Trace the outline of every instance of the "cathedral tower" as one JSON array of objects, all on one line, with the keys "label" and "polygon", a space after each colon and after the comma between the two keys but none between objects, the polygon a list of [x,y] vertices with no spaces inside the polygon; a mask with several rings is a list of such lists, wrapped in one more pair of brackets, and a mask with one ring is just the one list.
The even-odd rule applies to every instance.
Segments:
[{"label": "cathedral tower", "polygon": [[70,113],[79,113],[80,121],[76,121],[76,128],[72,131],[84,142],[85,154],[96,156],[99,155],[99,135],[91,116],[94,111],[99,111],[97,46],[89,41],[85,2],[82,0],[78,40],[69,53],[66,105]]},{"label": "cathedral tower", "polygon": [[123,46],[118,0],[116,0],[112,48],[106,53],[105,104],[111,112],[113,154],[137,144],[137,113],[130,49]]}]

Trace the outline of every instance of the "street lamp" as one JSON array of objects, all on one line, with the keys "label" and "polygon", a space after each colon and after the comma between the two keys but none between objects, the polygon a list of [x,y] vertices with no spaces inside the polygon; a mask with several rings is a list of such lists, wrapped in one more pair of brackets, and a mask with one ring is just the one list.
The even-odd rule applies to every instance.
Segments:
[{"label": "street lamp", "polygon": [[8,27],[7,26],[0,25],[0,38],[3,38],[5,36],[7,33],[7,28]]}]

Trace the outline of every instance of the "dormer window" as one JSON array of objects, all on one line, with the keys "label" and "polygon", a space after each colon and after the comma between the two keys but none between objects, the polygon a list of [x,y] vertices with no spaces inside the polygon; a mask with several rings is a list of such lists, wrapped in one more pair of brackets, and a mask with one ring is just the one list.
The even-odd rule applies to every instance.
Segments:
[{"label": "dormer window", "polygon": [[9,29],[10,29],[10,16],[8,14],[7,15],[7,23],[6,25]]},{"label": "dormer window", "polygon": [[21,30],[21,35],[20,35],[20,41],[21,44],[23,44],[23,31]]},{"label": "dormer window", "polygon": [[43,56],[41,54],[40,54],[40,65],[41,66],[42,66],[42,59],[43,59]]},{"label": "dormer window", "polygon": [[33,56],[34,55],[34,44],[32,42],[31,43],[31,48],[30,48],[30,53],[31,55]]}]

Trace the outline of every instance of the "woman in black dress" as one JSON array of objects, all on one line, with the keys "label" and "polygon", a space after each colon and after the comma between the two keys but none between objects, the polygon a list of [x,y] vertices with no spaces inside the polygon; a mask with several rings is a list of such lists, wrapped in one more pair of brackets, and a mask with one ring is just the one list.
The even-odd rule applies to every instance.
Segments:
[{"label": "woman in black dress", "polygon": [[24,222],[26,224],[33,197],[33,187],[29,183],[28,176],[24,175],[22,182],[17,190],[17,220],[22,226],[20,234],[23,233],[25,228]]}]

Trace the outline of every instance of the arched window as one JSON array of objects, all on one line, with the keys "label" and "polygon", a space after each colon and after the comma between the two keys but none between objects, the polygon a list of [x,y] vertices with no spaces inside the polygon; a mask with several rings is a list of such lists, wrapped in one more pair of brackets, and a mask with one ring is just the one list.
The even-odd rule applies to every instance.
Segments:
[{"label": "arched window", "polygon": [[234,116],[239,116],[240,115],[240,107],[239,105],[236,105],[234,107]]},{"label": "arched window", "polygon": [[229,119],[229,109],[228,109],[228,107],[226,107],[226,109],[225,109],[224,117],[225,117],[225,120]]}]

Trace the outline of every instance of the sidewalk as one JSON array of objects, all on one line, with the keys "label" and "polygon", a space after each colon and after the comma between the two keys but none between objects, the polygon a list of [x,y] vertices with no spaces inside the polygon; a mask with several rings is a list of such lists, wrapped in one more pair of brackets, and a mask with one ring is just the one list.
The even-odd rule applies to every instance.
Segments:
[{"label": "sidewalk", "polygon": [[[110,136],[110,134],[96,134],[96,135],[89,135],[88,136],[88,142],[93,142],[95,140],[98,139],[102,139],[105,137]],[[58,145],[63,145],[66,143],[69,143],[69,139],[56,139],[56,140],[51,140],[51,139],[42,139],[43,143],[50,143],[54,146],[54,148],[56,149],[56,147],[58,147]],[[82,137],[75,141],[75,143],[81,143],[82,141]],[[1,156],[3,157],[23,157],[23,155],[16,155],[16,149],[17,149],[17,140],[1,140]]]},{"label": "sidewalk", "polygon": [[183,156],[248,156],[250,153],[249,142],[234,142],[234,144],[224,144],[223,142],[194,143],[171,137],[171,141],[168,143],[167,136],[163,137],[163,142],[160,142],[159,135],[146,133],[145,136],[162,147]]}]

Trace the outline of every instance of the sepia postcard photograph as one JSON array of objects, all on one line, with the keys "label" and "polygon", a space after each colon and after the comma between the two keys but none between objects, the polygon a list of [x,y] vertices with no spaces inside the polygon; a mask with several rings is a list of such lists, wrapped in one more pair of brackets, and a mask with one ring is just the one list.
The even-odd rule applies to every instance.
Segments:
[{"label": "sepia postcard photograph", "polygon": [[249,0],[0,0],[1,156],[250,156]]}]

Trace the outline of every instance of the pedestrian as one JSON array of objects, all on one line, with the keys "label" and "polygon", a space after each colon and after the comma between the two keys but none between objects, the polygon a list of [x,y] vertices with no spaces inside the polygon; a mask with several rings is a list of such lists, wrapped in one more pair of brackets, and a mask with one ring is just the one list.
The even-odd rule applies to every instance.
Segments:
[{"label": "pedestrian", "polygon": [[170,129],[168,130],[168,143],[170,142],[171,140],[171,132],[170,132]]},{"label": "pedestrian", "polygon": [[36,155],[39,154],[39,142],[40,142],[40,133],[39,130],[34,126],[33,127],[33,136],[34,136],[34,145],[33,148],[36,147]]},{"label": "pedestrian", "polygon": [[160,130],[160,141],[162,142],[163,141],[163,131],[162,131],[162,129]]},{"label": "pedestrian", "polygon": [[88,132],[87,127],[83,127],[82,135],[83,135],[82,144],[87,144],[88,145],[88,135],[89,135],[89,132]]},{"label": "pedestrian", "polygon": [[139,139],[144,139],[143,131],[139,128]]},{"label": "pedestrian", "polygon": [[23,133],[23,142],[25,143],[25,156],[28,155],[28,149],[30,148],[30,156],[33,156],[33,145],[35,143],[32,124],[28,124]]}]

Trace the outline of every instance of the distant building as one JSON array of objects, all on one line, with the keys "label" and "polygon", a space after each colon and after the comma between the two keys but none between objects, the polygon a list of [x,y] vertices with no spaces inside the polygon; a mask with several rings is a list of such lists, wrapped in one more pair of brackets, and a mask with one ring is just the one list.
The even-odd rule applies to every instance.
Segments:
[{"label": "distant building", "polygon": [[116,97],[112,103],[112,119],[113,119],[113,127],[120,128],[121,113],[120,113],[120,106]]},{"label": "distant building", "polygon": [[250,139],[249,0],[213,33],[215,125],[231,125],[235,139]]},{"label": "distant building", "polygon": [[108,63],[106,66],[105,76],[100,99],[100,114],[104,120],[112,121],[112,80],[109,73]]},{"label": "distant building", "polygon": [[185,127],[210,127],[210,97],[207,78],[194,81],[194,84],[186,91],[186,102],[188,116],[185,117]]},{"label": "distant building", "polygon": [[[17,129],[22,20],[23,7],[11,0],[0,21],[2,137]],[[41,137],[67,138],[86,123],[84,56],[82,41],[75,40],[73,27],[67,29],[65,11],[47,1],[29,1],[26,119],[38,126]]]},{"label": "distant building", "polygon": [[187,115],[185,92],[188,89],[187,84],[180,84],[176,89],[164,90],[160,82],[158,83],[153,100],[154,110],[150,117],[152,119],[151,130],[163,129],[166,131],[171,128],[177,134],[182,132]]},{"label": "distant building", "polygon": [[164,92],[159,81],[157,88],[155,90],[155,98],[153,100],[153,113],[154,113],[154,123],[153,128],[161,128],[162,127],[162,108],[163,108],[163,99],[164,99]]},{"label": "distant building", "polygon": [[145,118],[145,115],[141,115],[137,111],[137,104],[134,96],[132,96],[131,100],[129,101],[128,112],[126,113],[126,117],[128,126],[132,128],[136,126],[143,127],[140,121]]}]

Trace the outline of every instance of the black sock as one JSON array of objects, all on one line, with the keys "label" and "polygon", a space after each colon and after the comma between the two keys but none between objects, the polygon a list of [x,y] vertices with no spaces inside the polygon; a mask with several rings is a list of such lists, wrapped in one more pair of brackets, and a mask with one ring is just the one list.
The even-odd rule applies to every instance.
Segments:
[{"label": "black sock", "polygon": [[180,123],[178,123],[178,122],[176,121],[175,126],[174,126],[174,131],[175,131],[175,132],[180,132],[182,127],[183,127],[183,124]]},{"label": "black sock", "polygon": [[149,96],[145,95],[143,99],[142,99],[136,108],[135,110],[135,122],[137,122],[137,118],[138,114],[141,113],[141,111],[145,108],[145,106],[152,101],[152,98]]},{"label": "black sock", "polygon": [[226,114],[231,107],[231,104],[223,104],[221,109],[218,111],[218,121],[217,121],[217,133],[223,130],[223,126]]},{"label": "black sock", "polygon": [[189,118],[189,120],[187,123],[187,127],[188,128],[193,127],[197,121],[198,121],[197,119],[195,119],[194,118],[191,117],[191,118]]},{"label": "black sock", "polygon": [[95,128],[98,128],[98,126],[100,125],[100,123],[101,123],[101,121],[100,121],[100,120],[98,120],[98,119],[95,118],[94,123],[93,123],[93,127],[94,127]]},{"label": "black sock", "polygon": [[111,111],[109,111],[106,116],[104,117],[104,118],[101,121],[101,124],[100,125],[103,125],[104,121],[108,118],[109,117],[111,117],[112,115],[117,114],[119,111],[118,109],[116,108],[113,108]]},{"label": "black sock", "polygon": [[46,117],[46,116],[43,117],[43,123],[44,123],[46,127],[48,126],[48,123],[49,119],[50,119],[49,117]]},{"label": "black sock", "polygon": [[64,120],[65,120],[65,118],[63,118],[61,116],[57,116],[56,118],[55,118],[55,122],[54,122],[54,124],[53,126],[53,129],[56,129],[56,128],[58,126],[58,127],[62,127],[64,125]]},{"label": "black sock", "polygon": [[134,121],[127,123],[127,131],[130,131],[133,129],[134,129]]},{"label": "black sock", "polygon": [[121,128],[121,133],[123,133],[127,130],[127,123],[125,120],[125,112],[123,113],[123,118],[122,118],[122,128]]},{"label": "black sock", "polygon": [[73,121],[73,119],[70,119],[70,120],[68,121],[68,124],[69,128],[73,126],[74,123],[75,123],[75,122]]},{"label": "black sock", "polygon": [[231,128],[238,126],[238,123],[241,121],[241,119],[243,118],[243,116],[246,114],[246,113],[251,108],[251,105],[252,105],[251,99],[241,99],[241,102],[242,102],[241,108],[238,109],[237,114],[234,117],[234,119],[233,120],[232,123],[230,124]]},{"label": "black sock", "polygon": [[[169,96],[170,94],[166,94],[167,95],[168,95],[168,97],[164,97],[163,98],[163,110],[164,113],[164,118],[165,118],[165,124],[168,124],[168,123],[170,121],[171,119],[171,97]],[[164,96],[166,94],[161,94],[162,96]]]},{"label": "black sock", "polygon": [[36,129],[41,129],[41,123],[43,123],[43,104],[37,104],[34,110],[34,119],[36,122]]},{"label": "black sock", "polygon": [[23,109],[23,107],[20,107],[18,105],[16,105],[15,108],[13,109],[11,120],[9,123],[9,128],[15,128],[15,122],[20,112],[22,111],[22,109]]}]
---*---
Objective »
How many of the lines above contain the string "dormer"? Reply with the number alone.

Written answer »
2